┌──

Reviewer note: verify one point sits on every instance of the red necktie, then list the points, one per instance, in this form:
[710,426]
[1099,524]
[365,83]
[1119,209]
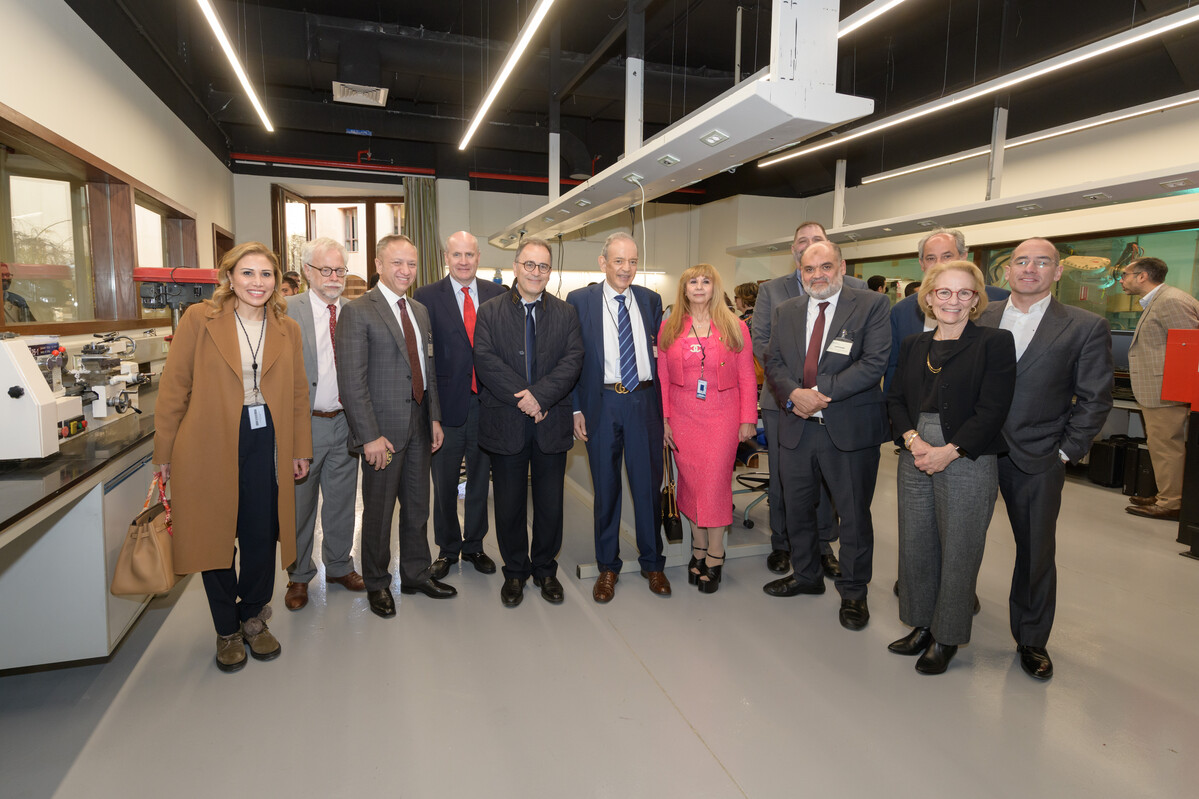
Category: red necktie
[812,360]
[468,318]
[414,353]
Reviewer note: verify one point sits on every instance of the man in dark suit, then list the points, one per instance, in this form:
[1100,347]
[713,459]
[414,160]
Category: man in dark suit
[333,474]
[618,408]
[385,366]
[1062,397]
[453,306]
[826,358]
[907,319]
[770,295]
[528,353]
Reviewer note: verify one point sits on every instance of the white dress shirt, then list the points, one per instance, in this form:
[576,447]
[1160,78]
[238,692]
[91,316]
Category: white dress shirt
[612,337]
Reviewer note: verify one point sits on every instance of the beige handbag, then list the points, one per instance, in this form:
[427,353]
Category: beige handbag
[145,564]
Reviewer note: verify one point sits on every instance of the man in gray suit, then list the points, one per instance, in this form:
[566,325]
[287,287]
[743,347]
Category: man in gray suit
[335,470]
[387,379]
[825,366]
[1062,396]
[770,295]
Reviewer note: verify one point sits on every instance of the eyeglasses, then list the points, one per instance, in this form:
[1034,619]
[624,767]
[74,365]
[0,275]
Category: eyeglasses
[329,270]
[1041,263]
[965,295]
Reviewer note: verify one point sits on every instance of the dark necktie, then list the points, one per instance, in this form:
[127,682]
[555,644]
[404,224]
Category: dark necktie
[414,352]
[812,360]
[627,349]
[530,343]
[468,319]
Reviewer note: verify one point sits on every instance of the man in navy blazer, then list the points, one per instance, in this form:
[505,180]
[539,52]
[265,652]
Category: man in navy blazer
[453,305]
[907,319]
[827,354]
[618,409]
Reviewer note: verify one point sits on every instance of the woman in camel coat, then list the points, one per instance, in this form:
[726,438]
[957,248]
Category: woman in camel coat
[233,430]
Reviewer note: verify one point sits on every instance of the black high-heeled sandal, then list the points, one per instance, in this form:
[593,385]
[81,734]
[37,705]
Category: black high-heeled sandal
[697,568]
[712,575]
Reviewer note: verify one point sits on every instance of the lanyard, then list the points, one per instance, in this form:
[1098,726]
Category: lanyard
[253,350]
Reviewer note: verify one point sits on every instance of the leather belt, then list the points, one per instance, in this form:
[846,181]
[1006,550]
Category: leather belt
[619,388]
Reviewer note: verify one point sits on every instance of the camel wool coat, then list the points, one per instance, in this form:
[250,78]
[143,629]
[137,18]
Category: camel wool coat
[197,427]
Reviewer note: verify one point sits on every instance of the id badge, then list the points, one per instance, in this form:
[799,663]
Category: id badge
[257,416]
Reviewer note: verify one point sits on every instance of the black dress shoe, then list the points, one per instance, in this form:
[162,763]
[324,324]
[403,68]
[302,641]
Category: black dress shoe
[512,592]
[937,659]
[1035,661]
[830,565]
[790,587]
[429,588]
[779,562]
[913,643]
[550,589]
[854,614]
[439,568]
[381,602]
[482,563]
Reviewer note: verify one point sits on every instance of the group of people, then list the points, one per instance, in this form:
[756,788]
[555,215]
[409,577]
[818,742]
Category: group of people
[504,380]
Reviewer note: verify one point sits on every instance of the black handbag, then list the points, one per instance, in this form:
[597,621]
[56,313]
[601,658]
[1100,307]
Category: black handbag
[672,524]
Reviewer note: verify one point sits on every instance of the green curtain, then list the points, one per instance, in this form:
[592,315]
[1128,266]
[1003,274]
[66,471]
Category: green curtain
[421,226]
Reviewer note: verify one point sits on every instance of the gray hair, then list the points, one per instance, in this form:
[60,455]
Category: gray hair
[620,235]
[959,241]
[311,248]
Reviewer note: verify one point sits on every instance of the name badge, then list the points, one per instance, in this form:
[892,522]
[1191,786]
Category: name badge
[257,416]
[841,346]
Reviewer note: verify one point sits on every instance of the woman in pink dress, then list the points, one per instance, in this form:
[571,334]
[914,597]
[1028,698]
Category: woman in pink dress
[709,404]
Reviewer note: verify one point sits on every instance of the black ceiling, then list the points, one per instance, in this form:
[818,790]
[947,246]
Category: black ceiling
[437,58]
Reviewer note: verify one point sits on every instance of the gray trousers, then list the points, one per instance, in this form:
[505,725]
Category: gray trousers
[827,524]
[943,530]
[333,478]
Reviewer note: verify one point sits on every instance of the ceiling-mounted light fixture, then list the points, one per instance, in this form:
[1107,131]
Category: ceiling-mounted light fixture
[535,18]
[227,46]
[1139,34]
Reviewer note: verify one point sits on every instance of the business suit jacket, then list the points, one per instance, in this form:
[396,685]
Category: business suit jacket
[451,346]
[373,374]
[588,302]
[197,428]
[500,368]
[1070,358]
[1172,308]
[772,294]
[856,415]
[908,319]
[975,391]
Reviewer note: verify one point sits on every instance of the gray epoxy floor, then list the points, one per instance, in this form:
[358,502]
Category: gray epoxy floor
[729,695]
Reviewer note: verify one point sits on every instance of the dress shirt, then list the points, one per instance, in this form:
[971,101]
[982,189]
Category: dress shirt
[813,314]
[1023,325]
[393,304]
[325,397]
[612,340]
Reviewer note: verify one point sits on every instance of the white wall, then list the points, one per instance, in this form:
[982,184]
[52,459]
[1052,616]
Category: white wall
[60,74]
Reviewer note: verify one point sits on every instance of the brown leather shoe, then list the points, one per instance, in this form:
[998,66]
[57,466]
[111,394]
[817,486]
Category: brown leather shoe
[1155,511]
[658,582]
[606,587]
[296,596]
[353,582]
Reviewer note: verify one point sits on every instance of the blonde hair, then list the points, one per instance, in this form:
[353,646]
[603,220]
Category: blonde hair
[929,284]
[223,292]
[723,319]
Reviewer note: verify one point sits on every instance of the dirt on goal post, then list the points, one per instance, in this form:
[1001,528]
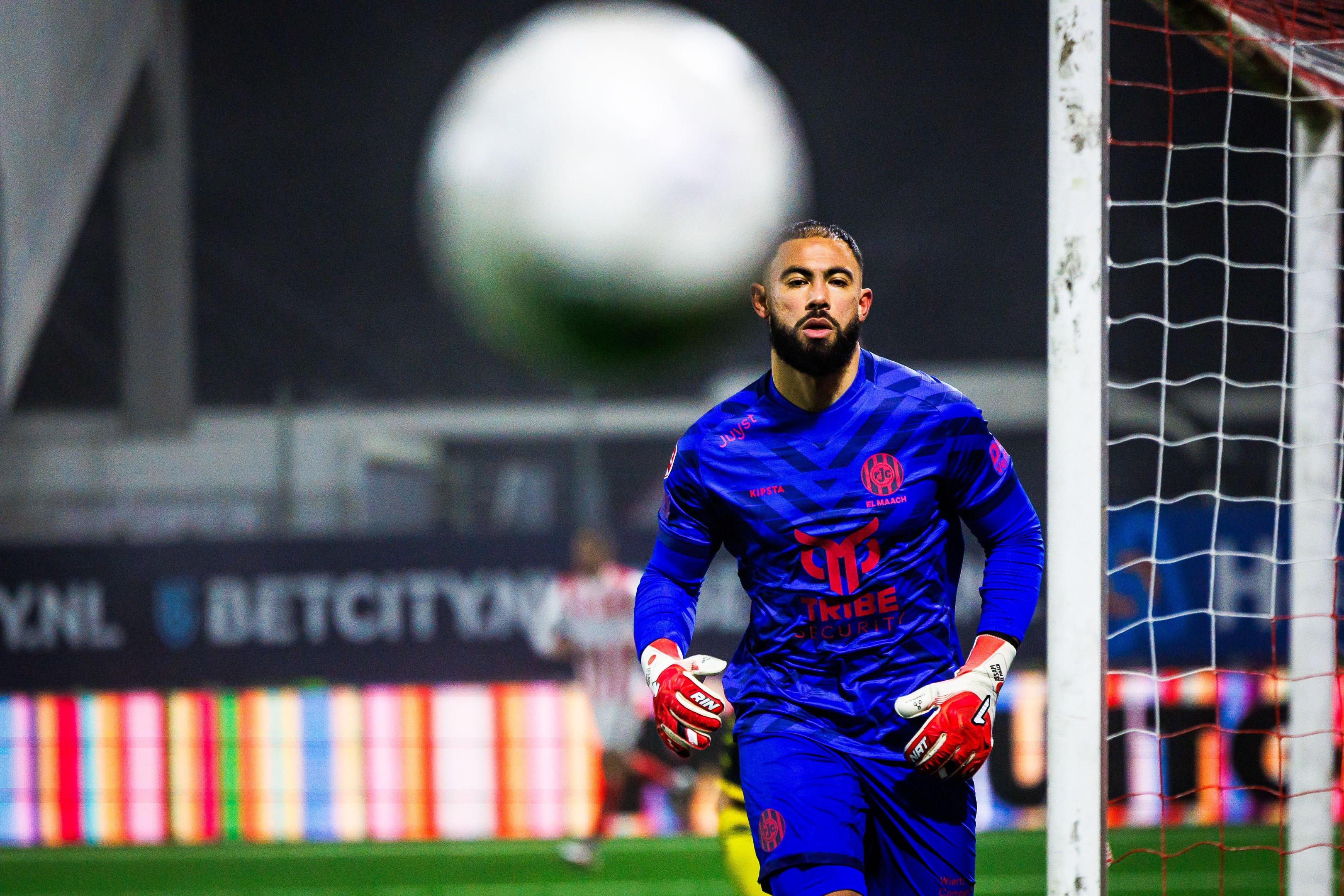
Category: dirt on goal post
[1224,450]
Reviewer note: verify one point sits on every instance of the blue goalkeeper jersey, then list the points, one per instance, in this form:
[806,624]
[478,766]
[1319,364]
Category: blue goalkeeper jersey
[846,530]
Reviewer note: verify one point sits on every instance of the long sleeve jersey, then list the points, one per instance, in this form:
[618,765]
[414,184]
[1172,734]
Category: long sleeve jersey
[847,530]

└──

**Goal of the exercise:**
Leave out the pictures and return every record word for word.

**Written response:**
Reviewer note: verify one point sits on every instance of the red necktie, then list the points, one per instance, in this form:
[710,426]
[1099,524]
[365,83]
[1119,209]
Category: red necktie
[812,360]
[468,318]
[414,353]
Reviewer note: verify one point sits on every instance of the man in dark suit, then list the points, one per instance, in this form:
[1100,347]
[713,459]
[414,160]
Category: man in dark suit
[333,474]
[618,408]
[385,366]
[1062,397]
[453,306]
[826,358]
[907,319]
[770,295]
[528,353]
Reviewer note: verify one point sits on every instance of the white dress shirt, then list the points, one per instance, in this form:
[576,447]
[1160,78]
[238,692]
[91,316]
Category: white dress shirt
[612,337]
Reviewer note: verify one point sits on every instance of the beige handbag, then list the points, one per instance, in this form:
[427,353]
Category: beige handbag
[145,564]
Reviewer note: verify one point sits on every instance of the man in gray suit, then list the points, one per instance, in this form:
[566,325]
[287,287]
[743,347]
Category: man in gray suit
[335,470]
[387,379]
[825,366]
[1062,396]
[770,295]
Reviewer note: verify one point sits on every instance of the eyeglasses, then list the points, one per instance, in this form:
[1034,619]
[624,767]
[74,365]
[0,275]
Category: eyeglasses
[329,270]
[1041,263]
[965,295]
Reviewer note: verify one point sits on every instance of the dark necktie, then list the points, one per instance, in this form:
[127,682]
[555,644]
[404,224]
Category: dark necktie
[414,352]
[812,360]
[627,349]
[530,343]
[468,319]
Reviewer note: verify one point sits on every instance of the man in navy blazer, then list the points, one per instance, in this form:
[505,180]
[539,52]
[265,652]
Category: man in navy blazer
[453,305]
[907,319]
[827,354]
[618,409]
Reviewer note: verify one point sits on every instance of the woman in camel coat, then list the points, one per instance, in this form:
[726,438]
[957,248]
Category: woman in camel coat
[233,430]
Reviewer note: verify one point sits on every instance of the black high-heeled sandal, then list the points, one per instance, in this form:
[593,385]
[81,734]
[37,705]
Category: black high-heeled sandal
[697,568]
[712,575]
Reviewer note: verify one point sits on every instance of the lanyard, then list the points, one per instance, in this form:
[1098,726]
Category: lanyard
[253,350]
Reviewer note: verify one point sits on every instance of the leather belt, then list the points, one per instance, in this form:
[846,181]
[1006,550]
Category: leather belt
[619,388]
Reviewer note: verify one point sits on every instance of the camel wool coat, then list the points, one per instance, in this form:
[250,78]
[143,629]
[137,18]
Category: camel wool coat
[197,427]
Reviewer note: verify one point sits on every instance of the id badge, then list the points, one per instance, in this form:
[799,663]
Category: id badge
[257,416]
Reviewer note: verify one point sits on every instance of the black dress shoe, then list the points, one per instance, in this form:
[162,763]
[324,324]
[403,68]
[302,641]
Category: black dress shoe
[512,592]
[937,659]
[1035,661]
[830,565]
[790,587]
[429,588]
[779,562]
[913,643]
[550,589]
[854,614]
[439,568]
[381,602]
[482,563]
Reviewer note: verify one point sits on every instance of the group of people, then list the points, one per instance, in this form:
[756,788]
[555,215]
[409,577]
[818,742]
Category: group of people
[504,380]
Reviewer note: verify one point sits on every instance of the black handbag, then list the points, one per instance, in this form:
[597,621]
[56,313]
[601,658]
[1100,307]
Category: black handbag
[672,524]
Reviewer note: verify one point sits on every instance of the green curtain, then list the points, one per instance, in this form:
[592,315]
[1128,266]
[1003,274]
[66,471]
Category: green curtain
[421,226]
Reviewer note: verify one point sits on every instance of the gray hair, then list the points, one per instance, in this form:
[60,455]
Category: gray hair
[620,235]
[959,241]
[311,248]
Reviewer note: verify one point sits on every instance of the name badge, then list the points, one per instance, in this form:
[892,522]
[1191,786]
Category: name badge
[257,416]
[841,346]
Reviewer note: verify one point sits on every instance of the woman in pink dress, then list the points, one per instance, in this form:
[571,334]
[914,597]
[1028,698]
Category: woman in pink dress
[709,404]
Reviewer note: verify one point sits on every instance of the black ceiling, then list the points, one per instance, in this form:
[818,790]
[947,246]
Category: black ceiling
[437,58]
Reviewer note: verify one point sits on every instance of the gray trousers, then list the points, one per instance, in this form:
[505,725]
Category: gray trousers
[827,524]
[943,530]
[333,478]
Reviewer note: verify one point sits on every instance of the ceiling-mounted light fixture, then list the points, one per instance, in this form:
[1107,131]
Category: ceiling-mounted light fixture
[535,18]
[227,46]
[1139,34]
Reviewer note: verify one point sits on every instance of the business suit jacket, then list the points, one per instance, in this form:
[396,685]
Category: business suit jacket
[451,346]
[373,374]
[588,302]
[197,428]
[500,368]
[1070,358]
[1172,308]
[772,294]
[856,415]
[908,319]
[975,391]
Reviewer note: verify one point sits on every instance of the gray epoxy floor, then list the points, one per instance, in this form:
[358,502]
Category: gray epoxy floor
[729,695]
Reviewer note: verify one point sits on every instance of the dress shirt, then list the points, one per instance, in this form:
[971,101]
[982,189]
Category: dress shirt
[813,314]
[1023,325]
[393,304]
[325,397]
[612,340]
Reviewer note: verify one point sits on every instance of the white wall, then list the points, one per instance, in this form:
[982,184]
[52,459]
[1052,616]
Category: white wall
[60,74]
Reviewer note: verify one point sits on every instance of the brown leather shoe, then list the points, one per instance, in this form:
[998,66]
[57,466]
[111,394]
[817,486]
Category: brown leather shoe
[1155,511]
[658,582]
[606,587]
[296,596]
[353,582]
Reviewer note: verify one point sits on every instance of the blonde hair, then list the points, one per instance, in this form:
[353,646]
[603,220]
Category: blonde hair
[929,284]
[223,292]
[723,319]
Reviewer note: verify one point sits on every instance of the dirt on goal post, then list the points, one per instance, in this form:
[1001,528]
Category: dirt on goal post
[1224,450]
Reviewer note: verify one point sits on every instance of the blue goalkeeper jersey, then list the points, one per instance, in this form:
[806,624]
[478,766]
[1319,364]
Category: blue goalkeeper jersey
[846,530]
Reviewer note: verify one point sits on every instance of the long sleeve jersey, then list the points, one per instance, in this form:
[618,765]
[414,184]
[1172,734]
Category: long sleeve jersey
[847,530]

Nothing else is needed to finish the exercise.